PROVIDED RECORDS Start Marker

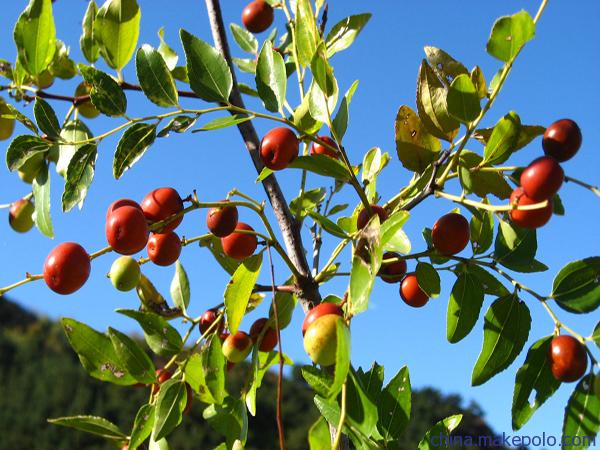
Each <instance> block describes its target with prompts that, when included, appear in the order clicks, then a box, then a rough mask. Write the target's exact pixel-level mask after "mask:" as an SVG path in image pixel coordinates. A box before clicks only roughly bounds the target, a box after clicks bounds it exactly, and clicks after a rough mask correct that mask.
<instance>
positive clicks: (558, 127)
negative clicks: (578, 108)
mask: <svg viewBox="0 0 600 450" xmlns="http://www.w3.org/2000/svg"><path fill="white" fill-rule="evenodd" d="M581 140H582V137H581V130H580V129H579V126H578V125H577V124H576V123H575V122H574V121H572V120H571V119H562V120H557V121H556V122H554V123H553V124H552V125H550V126H549V127H548V128H546V132H545V133H544V138H543V140H542V147H544V153H545V154H546V155H549V156H553V157H554V158H555V159H556V160H557V161H559V162H564V161H567V160H569V159H571V158H572V157H573V156H575V153H577V151H578V150H579V147H581Z"/></svg>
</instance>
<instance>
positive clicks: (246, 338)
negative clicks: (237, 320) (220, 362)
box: [222, 331, 252, 363]
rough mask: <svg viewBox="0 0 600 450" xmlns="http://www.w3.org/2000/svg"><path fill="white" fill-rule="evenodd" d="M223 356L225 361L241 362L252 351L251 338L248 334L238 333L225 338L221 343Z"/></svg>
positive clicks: (251, 344)
mask: <svg viewBox="0 0 600 450" xmlns="http://www.w3.org/2000/svg"><path fill="white" fill-rule="evenodd" d="M222 349H223V355H224V356H225V358H226V359H227V361H231V362H233V363H238V362H242V361H243V360H244V359H246V357H247V356H248V355H249V354H250V350H252V338H251V337H250V336H249V335H248V333H244V332H243V331H238V332H237V333H235V334H230V335H229V336H227V338H226V339H225V341H224V342H223V346H222Z"/></svg>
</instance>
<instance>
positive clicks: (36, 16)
mask: <svg viewBox="0 0 600 450" xmlns="http://www.w3.org/2000/svg"><path fill="white" fill-rule="evenodd" d="M13 37H14V39H15V44H16V45H17V54H18V60H19V63H20V64H21V65H22V67H23V68H24V69H25V71H26V72H27V73H28V74H29V75H34V76H35V75H39V74H41V73H42V72H43V71H44V70H46V69H47V68H48V65H49V64H50V63H51V62H52V59H53V58H54V52H55V51H56V28H55V26H54V17H53V16H52V2H51V0H30V2H29V4H28V5H27V8H25V10H24V11H23V13H22V14H21V15H20V16H19V19H18V20H17V23H16V25H15V29H14V33H13Z"/></svg>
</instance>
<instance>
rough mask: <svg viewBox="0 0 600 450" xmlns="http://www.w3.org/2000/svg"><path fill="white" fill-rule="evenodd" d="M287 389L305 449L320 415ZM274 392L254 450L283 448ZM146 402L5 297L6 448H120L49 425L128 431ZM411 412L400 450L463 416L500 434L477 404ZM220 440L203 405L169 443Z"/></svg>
mask: <svg viewBox="0 0 600 450" xmlns="http://www.w3.org/2000/svg"><path fill="white" fill-rule="evenodd" d="M245 369H246V366H240V367H236V368H235V369H234V370H233V371H231V372H230V373H229V374H228V382H229V384H230V392H236V390H237V391H239V386H241V385H242V383H243V380H244V377H245ZM283 389H284V401H283V410H284V420H285V423H284V426H285V431H286V443H287V448H288V450H304V449H307V448H308V444H307V441H306V435H307V430H308V428H309V427H310V425H311V424H312V423H313V422H314V420H315V419H316V418H317V414H318V413H317V410H316V408H315V406H314V404H313V400H312V392H311V391H310V389H309V388H308V387H307V385H306V384H305V382H304V381H303V380H302V377H301V376H300V374H299V370H298V369H296V370H294V371H293V373H292V375H291V376H290V377H289V378H286V380H285V383H284V387H283ZM275 392H276V377H275V375H274V374H268V376H267V377H265V381H264V382H263V386H262V387H261V390H260V392H259V396H258V402H257V410H258V416H257V417H255V418H252V417H251V418H250V423H249V430H250V434H249V438H248V443H247V446H246V448H247V449H248V450H268V449H276V448H278V447H277V445H276V436H277V428H276V424H275V420H274V417H275V397H276V395H275ZM147 398H148V393H147V391H146V389H140V388H133V387H118V386H113V385H110V384H107V383H101V382H99V381H97V380H94V379H92V378H90V377H88V375H87V374H86V372H85V371H84V370H83V368H82V367H81V365H80V363H79V360H78V359H77V356H76V355H75V353H74V352H73V351H72V350H71V348H70V347H69V345H68V344H67V342H66V339H65V337H64V335H63V332H62V329H61V328H60V326H59V325H58V324H56V323H54V322H51V321H49V320H47V319H44V318H38V317H36V316H35V315H34V314H32V313H30V312H29V311H26V310H24V309H23V308H21V307H20V306H18V305H17V304H15V303H12V302H10V301H8V300H6V299H0V432H1V434H0V450H74V449H77V450H101V449H103V450H104V449H114V447H111V446H110V445H109V444H107V443H106V442H105V441H102V440H99V439H96V438H94V437H92V436H90V435H86V434H84V433H80V432H77V431H72V430H68V429H65V428H62V427H57V426H54V425H50V424H48V423H47V422H46V419H47V418H51V417H59V416H67V415H75V414H93V415H99V416H102V417H105V418H107V419H109V420H111V421H113V422H115V423H116V424H117V425H119V426H120V427H121V428H122V429H124V430H129V429H130V428H131V425H132V421H133V418H134V417H135V413H136V412H137V409H138V408H139V406H140V405H142V404H144V403H145V402H146V401H147ZM412 409H413V417H412V421H411V424H410V426H409V428H408V429H407V431H406V433H405V434H404V439H403V441H402V443H401V447H400V450H415V449H416V448H417V444H418V442H419V440H420V439H421V438H422V436H423V435H424V434H425V432H426V431H427V430H428V429H429V428H431V426H432V425H433V424H435V423H436V422H437V421H439V420H441V419H442V418H444V417H447V416H449V415H452V414H457V413H462V414H464V419H463V422H462V424H461V426H460V428H459V430H458V431H457V433H459V434H461V435H470V436H478V435H486V436H489V435H493V434H494V432H493V430H491V429H490V427H489V426H488V425H487V424H486V422H485V421H484V420H483V418H482V417H483V412H482V410H481V409H480V408H479V407H478V406H477V405H475V404H471V405H469V406H466V407H465V406H464V405H463V401H462V399H461V398H460V396H458V395H449V396H448V395H443V394H442V393H440V392H439V391H437V390H435V389H430V388H428V389H423V390H419V391H413V407H412ZM220 442H222V440H221V439H220V436H219V435H217V433H215V432H214V431H213V430H212V429H211V428H210V427H209V426H208V425H207V424H206V423H205V422H204V421H203V419H202V405H201V404H200V403H199V402H197V403H196V404H195V405H194V408H193V410H192V412H191V413H190V415H189V416H188V417H186V419H185V420H184V423H183V425H182V427H181V428H179V429H178V430H177V431H175V432H174V433H173V434H172V435H170V437H169V444H170V446H171V449H172V450H187V449H212V448H214V447H215V446H217V445H218V444H219V443H220ZM479 448H480V447H469V449H470V450H477V449H479ZM494 448H495V449H496V450H502V449H503V447H502V448H499V447H494ZM504 450H507V449H504Z"/></svg>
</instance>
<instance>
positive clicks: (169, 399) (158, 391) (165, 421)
mask: <svg viewBox="0 0 600 450" xmlns="http://www.w3.org/2000/svg"><path fill="white" fill-rule="evenodd" d="M186 400H187V394H186V388H185V383H184V382H183V381H180V380H168V381H166V382H164V383H163V384H161V386H160V390H159V391H158V398H157V400H156V410H155V413H154V415H155V418H154V426H153V427H152V437H153V439H154V440H157V441H158V440H160V439H162V438H164V437H166V436H167V435H168V434H169V433H170V432H171V431H173V430H174V429H175V428H177V426H178V425H179V424H180V423H181V419H182V413H183V410H184V409H185V405H186Z"/></svg>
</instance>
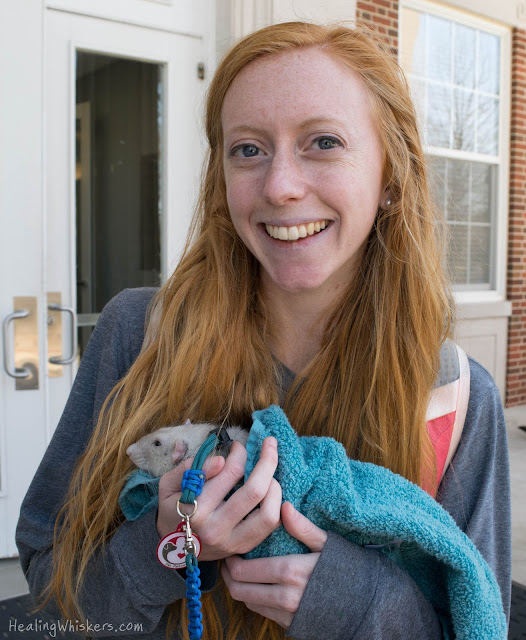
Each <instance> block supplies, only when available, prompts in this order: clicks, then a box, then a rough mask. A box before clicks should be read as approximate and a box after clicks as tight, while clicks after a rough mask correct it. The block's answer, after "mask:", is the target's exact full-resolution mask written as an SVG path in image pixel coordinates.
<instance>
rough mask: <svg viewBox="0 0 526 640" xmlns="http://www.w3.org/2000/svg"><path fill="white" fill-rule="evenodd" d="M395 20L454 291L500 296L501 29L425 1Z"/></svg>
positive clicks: (501, 164)
mask: <svg viewBox="0 0 526 640" xmlns="http://www.w3.org/2000/svg"><path fill="white" fill-rule="evenodd" d="M400 21H401V65H402V67H403V69H404V71H405V73H406V74H407V76H408V79H409V82H410V85H411V91H412V94H413V98H414V101H415V104H416V107H417V111H418V115H419V120H420V126H421V131H422V132H423V143H424V148H425V151H426V155H427V160H428V168H429V176H430V184H431V191H432V195H433V198H434V200H435V202H436V203H437V204H438V206H439V207H440V209H441V210H442V211H443V213H444V215H445V218H446V222H447V225H448V228H449V231H450V234H449V235H450V243H449V250H448V256H447V261H448V266H449V269H450V273H451V276H452V278H453V281H454V284H455V288H456V289H457V290H459V291H479V292H480V291H481V290H492V291H495V290H499V289H500V291H501V293H502V294H504V282H505V280H504V277H505V267H506V265H505V264H504V262H505V255H506V250H505V249H506V244H505V243H506V225H505V221H506V201H507V200H506V196H507V162H506V154H507V149H508V142H507V137H508V129H507V125H506V123H507V120H506V117H505V108H506V107H507V105H508V104H509V95H508V94H507V93H506V92H509V89H507V88H506V87H507V86H509V81H508V78H507V77H506V78H505V77H504V76H505V75H506V73H507V72H506V71H505V66H504V65H503V64H502V60H503V59H505V56H506V55H507V56H508V59H509V42H508V40H507V39H506V36H507V33H508V32H507V31H506V30H504V29H503V28H501V27H498V26H496V25H493V24H492V23H490V22H486V21H483V20H481V19H476V18H472V17H471V16H469V14H463V13H461V12H459V11H456V10H452V9H447V8H445V7H441V6H440V5H437V4H434V3H433V4H431V3H427V2H425V3H424V2H413V1H411V2H406V3H404V6H403V7H402V8H401V16H400ZM506 81H508V85H506ZM502 222H504V225H503V224H502Z"/></svg>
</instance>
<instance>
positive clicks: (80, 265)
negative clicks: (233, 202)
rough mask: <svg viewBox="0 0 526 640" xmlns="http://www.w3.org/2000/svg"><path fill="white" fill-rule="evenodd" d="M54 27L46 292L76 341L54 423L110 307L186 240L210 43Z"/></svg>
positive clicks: (64, 380)
mask: <svg viewBox="0 0 526 640" xmlns="http://www.w3.org/2000/svg"><path fill="white" fill-rule="evenodd" d="M46 33H47V38H46V46H47V55H46V60H47V62H46V74H47V76H46V83H45V84H46V88H47V93H46V113H47V127H46V141H47V143H46V146H47V154H48V156H47V157H48V161H47V171H46V174H47V216H46V217H47V224H46V226H47V238H48V241H47V275H48V278H47V287H48V290H49V291H60V292H61V293H62V301H63V304H65V305H68V306H71V307H73V308H74V309H75V310H76V312H77V324H78V345H79V349H78V358H77V362H76V363H74V365H73V366H69V367H66V366H65V367H64V368H63V375H62V376H57V377H54V378H52V379H50V380H49V407H50V424H51V425H52V428H53V427H54V425H56V423H57V421H58V419H59V417H60V414H61V412H62V409H63V407H64V404H65V401H66V398H67V395H68V393H69V389H70V387H71V384H72V380H73V377H74V374H75V370H76V366H77V365H78V360H79V358H80V356H81V355H82V352H83V350H84V348H85V346H86V343H87V341H88V339H89V335H90V334H91V331H92V328H93V326H94V324H95V322H96V320H97V317H98V315H99V314H100V312H101V311H102V308H103V307H104V305H105V304H106V303H107V302H108V300H109V299H110V298H111V297H113V296H114V295H115V294H116V293H118V292H119V291H121V290H122V289H124V288H126V287H136V286H145V285H157V284H159V282H160V281H161V280H162V279H163V278H164V277H165V275H166V273H167V270H168V265H173V264H174V263H175V262H176V261H177V258H178V255H179V254H180V251H181V250H182V248H183V246H184V239H185V236H186V229H187V227H188V221H189V218H190V216H191V209H192V205H193V199H194V198H195V193H196V187H197V177H198V174H199V170H200V164H201V158H202V154H201V149H200V144H199V132H198V122H197V120H196V117H195V114H196V113H198V110H195V109H194V105H195V102H196V101H199V100H200V99H201V98H202V94H203V83H202V81H200V80H199V79H198V77H197V65H198V63H199V62H200V60H201V59H202V55H203V48H202V40H201V39H200V38H195V37H188V36H183V35H181V36H178V35H175V34H168V33H163V32H159V31H152V30H148V29H142V28H140V27H136V26H131V25H125V24H118V23H110V22H107V21H104V20H99V19H97V18H90V17H85V16H75V15H72V14H67V13H63V12H59V11H52V10H50V11H48V15H47V28H46ZM168 105H170V108H169V109H168ZM178 192H179V193H178ZM176 194H177V201H176V200H175V197H174V196H176ZM168 220H169V221H170V223H168V222H167V221H168ZM170 227H175V228H176V229H177V233H175V234H174V235H175V237H170V239H169V240H168V233H169V231H168V230H169V228H170ZM64 322H65V320H64V319H63V323H64ZM62 334H63V337H62V339H63V345H62V348H63V352H64V353H67V351H68V348H69V346H68V341H69V338H68V336H67V332H65V331H63V332H62Z"/></svg>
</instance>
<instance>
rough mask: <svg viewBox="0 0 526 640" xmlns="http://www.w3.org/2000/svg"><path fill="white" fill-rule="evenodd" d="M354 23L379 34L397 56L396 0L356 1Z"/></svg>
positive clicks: (397, 10)
mask: <svg viewBox="0 0 526 640" xmlns="http://www.w3.org/2000/svg"><path fill="white" fill-rule="evenodd" d="M356 22H357V23H358V24H359V25H362V24H363V25H366V26H368V27H371V28H372V29H374V30H375V31H377V32H378V33H381V34H382V35H383V36H384V37H385V39H386V41H387V42H388V43H389V46H390V47H391V49H392V50H393V53H394V54H395V55H397V54H398V0H370V1H367V2H364V1H362V0H358V2H357V4H356Z"/></svg>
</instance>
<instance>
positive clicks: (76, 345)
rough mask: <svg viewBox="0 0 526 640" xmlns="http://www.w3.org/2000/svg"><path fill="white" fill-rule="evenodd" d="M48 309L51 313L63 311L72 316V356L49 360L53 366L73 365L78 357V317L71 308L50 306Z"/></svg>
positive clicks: (71, 324) (50, 359)
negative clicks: (50, 311)
mask: <svg viewBox="0 0 526 640" xmlns="http://www.w3.org/2000/svg"><path fill="white" fill-rule="evenodd" d="M47 308H48V309H49V310H50V311H63V312H64V313H69V315H70V316H71V355H70V356H68V357H67V358H64V357H62V356H53V357H52V358H49V362H51V364H71V363H72V362H73V361H74V360H75V358H76V357H77V322H76V318H77V316H76V314H75V310H74V309H72V308H71V307H65V306H62V305H60V304H48V306H47Z"/></svg>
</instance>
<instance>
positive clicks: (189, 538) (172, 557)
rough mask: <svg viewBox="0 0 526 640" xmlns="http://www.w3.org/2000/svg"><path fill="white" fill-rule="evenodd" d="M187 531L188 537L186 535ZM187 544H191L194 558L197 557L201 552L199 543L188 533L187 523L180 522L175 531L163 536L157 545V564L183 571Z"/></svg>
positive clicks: (187, 552)
mask: <svg viewBox="0 0 526 640" xmlns="http://www.w3.org/2000/svg"><path fill="white" fill-rule="evenodd" d="M187 531H188V532H189V535H187ZM188 542H190V544H191V545H192V544H193V550H194V551H193V552H194V554H195V557H196V558H197V557H198V556H199V553H200V551H201V541H200V540H199V538H198V537H197V536H196V535H195V533H192V531H191V530H190V531H189V522H188V521H184V520H183V521H182V522H180V523H179V525H178V527H177V529H176V530H175V531H172V533H169V534H168V535H167V536H165V537H164V538H163V539H162V540H161V541H160V542H159V544H158V545H157V559H158V560H159V562H160V563H161V564H162V565H164V566H165V567H168V568H169V569H185V568H186V555H187V553H188Z"/></svg>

PROVIDED RECORDS End Marker

#### [INSTRUCTION]
Convert the lines, starting at the beginning and ending at the line containing "box: [222, 331, 252, 363]", into a Markdown table with the columns No. and Line, leaving out blank lines and any pictures.

#### [YOUR RESPONSE]
| No. | Line |
|---|---|
| 1 | Each <instance> block describes its target with prompts that, when included, appear in the order clicks, then a box, then a rough mask. Write the target's exact pixel-level mask after "mask:" as an SVG path in image pixel coordinates. A box before clicks only roughly bounds the target, a box after clicks bounds it exactly, and clicks after a rough mask correct that mask. |
| 2 | <instance> |
| 3 | positive clicks: (558, 127) |
| 4 | negative clicks: (578, 108) |
| 5 | mask: <svg viewBox="0 0 600 450" xmlns="http://www.w3.org/2000/svg"><path fill="white" fill-rule="evenodd" d="M581 140H582V137H581V130H580V129H579V126H578V125H577V124H576V123H575V122H574V121H572V120H571V119H562V120H557V121H556V122H554V123H553V124H552V125H550V126H549V127H548V128H546V132H545V133H544V138H543V140H542V147H544V153H545V154H546V155H549V156H553V157H554V158H555V159H556V160H557V161H559V162H564V161H567V160H569V159H571V158H572V157H573V156H575V153H577V151H578V150H579V147H581Z"/></svg> |
| 6 | </instance> |
| 7 | <instance> |
| 8 | positive clicks: (246, 338) |
| 9 | negative clicks: (237, 320) (220, 362) |
| 10 | box: [222, 331, 252, 363] |